__Aim of the exercise__
What is needed is an exact copy of all the data.

Data provided below:

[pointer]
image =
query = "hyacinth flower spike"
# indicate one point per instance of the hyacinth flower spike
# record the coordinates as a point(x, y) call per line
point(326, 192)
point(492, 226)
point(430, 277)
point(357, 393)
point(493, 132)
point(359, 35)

End of Data provided.

__Solution to the problem__
[pointer]
image =
query = "hyacinth flower spike"
# indicate one point per instance of the hyacinth flower spike
# record the coordinates as a point(x, y) call per line
point(326, 192)
point(492, 226)
point(430, 277)
point(357, 393)
point(493, 132)
point(359, 35)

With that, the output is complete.